» What this task involves:
Rewrite the lines below with "Put a dot on" changed to "Place a mark on" wherever it occurs, leaving everything else as it is.

» Data supplied:
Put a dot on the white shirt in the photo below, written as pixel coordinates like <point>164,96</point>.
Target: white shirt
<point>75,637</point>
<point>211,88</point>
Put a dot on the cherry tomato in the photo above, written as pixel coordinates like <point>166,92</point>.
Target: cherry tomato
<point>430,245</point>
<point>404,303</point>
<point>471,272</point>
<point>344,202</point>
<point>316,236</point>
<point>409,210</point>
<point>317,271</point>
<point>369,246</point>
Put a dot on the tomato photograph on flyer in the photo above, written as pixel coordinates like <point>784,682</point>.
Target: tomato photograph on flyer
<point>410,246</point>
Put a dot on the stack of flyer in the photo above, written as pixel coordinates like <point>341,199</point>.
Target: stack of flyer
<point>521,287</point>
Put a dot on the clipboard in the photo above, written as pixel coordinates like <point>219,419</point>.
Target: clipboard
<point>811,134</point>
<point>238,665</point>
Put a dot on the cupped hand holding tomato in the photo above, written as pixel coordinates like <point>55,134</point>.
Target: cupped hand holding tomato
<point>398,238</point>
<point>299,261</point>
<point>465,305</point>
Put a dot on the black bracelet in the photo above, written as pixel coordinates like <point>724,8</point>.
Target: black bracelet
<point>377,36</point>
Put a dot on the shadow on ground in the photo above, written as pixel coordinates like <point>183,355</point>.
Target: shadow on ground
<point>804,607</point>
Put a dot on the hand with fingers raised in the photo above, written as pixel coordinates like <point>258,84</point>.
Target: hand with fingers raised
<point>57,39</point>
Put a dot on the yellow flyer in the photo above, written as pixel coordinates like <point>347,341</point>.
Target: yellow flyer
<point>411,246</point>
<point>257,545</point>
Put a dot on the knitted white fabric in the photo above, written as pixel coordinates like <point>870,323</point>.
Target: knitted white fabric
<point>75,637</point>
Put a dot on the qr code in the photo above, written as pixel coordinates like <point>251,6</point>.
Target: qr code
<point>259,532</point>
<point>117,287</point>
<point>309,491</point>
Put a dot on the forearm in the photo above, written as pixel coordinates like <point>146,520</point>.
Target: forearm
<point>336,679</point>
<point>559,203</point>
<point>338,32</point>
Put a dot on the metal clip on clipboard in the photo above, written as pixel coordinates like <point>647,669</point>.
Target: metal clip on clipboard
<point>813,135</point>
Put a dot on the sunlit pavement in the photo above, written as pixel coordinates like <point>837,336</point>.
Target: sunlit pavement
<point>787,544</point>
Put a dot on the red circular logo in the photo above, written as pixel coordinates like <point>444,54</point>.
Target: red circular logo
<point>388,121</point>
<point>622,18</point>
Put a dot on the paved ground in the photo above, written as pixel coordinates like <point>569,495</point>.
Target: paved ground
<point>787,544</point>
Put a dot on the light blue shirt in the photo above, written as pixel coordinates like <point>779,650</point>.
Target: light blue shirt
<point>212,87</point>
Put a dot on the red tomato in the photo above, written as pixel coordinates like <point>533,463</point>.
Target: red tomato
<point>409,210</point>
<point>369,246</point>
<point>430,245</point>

» Solution for this exercise:
Place a mark on the white shirt in the photo below, written as pixel coordinates like <point>164,96</point>.
Target: white shirt
<point>75,637</point>
<point>211,88</point>
Place a mark on the cherry tomato in the photo above, written as pixel coordinates like <point>166,92</point>.
Target: cherry tomato
<point>430,245</point>
<point>404,303</point>
<point>471,272</point>
<point>344,202</point>
<point>316,236</point>
<point>409,210</point>
<point>317,271</point>
<point>369,246</point>
Place a mark on the tomato photograph on flyer in the photo above, written as pixel coordinates like <point>784,682</point>.
Target: tomato photograph on flyer
<point>410,246</point>
Place a mark on the stack of flyer in the photo above, written as pixel coordinates like <point>341,199</point>.
Target: stack of flyer
<point>521,287</point>
Place a mark on the clipboard in the photo above, written as pixel coordinates like <point>219,419</point>.
Target: clipboard
<point>811,134</point>
<point>238,665</point>
Place a mark on the cupped hand holding tomato in the photo above, written as pixel coordinates like <point>55,134</point>.
Target: cupped hand holding tomato
<point>398,238</point>
<point>299,261</point>
<point>465,305</point>
Place a mark on the black bracelet in the photo above, written as pixel coordinates like <point>724,8</point>.
Target: black bracelet
<point>377,36</point>
Place a mark on the shadow on ground in the photo above, written as pixel coordinates like <point>183,355</point>.
Target: shadow on ground
<point>804,607</point>
Place a mark on the hand with fingers raised in the photo above, written as pixel coordinates like <point>258,84</point>.
Target: hand with fingers raised
<point>57,39</point>
Place a mark on the yellow flyer in the photo above, written as pixel coordinates like <point>347,341</point>.
Target: yellow flyer
<point>411,246</point>
<point>257,545</point>
Place a mark on the knitted white fabric in the photo above, written as pixel coordinates like <point>870,323</point>.
Target: knitted white fabric
<point>75,637</point>
Place a mark on the qr code in the photo above, written as pixel coordinates like <point>251,6</point>.
Target: qr code
<point>259,532</point>
<point>117,287</point>
<point>309,491</point>
Place a mark on the forearm in the photo above, written as pixel coordinates like <point>146,520</point>.
Target: forearm
<point>336,679</point>
<point>559,203</point>
<point>338,32</point>
Place a mark on the metal clip on clipboard in the photo above, written as pixel coordinates like <point>647,669</point>.
Target: metal clip on clipboard
<point>813,135</point>
Place a mark on the sunlit pavement in the photo above, written as pixel coordinates like <point>837,336</point>.
Target: sunlit pavement
<point>787,544</point>
Place a mark on the red circular logo in the photo above, written as pixel coordinates like <point>444,54</point>.
Target: red circular logo
<point>388,121</point>
<point>622,18</point>
Place a mark on the paved ground in the photo above, written as pixel coordinates like <point>569,495</point>.
Target: paved ground
<point>787,544</point>
Place a mark on the light blue shirt in the photo above, written as pixel coordinates like <point>779,650</point>.
Target: light blue shirt
<point>212,87</point>
Place a mark on the red tomato in the photo above, written as pixel coordinates like <point>533,463</point>.
Target: red tomato
<point>409,210</point>
<point>369,246</point>
<point>430,245</point>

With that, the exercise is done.